_Problem to solve_
In the data below, the answer is the run of lines from the line containing "box: [139, 135, 496, 148]" through the line containing "positive clicks: (438, 96) (162, 82)", both included; print it exactly and nothing else.

(Collected data entries)
==*==
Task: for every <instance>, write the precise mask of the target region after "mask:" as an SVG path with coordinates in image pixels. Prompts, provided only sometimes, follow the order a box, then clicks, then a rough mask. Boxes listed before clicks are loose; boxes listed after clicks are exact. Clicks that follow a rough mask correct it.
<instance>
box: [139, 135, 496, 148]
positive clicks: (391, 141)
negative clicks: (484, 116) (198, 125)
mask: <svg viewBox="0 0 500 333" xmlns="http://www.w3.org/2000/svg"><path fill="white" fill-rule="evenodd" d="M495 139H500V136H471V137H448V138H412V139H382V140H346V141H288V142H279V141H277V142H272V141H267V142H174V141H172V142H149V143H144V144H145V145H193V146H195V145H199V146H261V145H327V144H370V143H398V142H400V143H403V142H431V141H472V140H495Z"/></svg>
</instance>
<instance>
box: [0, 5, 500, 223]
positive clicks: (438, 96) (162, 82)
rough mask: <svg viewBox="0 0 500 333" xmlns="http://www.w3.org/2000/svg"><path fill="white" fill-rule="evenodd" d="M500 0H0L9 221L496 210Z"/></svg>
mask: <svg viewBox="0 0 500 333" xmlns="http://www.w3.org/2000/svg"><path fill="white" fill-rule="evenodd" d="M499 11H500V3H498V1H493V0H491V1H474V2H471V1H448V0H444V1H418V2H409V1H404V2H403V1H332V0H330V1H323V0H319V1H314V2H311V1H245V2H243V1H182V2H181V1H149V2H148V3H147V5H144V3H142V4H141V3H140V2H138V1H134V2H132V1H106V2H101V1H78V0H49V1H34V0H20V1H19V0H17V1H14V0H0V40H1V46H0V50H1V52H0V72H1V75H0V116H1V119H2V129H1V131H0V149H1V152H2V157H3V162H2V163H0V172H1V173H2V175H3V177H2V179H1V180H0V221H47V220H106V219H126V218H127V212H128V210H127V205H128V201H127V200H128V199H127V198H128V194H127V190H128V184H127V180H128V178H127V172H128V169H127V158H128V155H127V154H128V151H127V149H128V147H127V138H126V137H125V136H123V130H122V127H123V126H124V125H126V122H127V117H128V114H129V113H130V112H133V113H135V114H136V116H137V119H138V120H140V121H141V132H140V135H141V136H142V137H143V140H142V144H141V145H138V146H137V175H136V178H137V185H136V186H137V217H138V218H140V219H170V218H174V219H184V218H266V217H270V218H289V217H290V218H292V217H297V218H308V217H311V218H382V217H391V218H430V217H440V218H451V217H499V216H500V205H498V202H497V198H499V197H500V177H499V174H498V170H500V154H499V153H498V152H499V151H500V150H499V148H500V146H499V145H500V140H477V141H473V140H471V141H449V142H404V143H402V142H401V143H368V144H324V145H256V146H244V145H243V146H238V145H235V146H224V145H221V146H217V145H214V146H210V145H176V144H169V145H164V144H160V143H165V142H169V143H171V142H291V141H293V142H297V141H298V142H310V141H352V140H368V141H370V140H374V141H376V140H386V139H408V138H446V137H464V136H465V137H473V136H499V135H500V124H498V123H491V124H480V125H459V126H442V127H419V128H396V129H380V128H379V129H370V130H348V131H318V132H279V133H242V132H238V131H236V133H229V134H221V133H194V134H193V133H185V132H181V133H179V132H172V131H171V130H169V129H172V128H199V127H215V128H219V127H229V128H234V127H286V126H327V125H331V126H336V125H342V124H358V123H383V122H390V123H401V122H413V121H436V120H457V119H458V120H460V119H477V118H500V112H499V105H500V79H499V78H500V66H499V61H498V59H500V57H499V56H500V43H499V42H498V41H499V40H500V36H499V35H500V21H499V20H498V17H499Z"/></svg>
==*==
_Expected output_
box: [139, 135, 496, 148]
positive clicks: (391, 141)
negative clicks: (484, 116) (198, 125)
mask: <svg viewBox="0 0 500 333" xmlns="http://www.w3.org/2000/svg"><path fill="white" fill-rule="evenodd" d="M495 139H500V136H471V137H448V138H412V139H382V140H346V141H288V142H279V141H277V142H272V141H267V142H174V141H172V142H149V143H144V144H145V145H193V146H195V145H199V146H261V145H327V144H370V143H398V142H400V143H403V142H431V141H472V140H495Z"/></svg>
</instance>
<instance>
box: [0, 5, 500, 223]
positive clicks: (438, 96) (162, 82)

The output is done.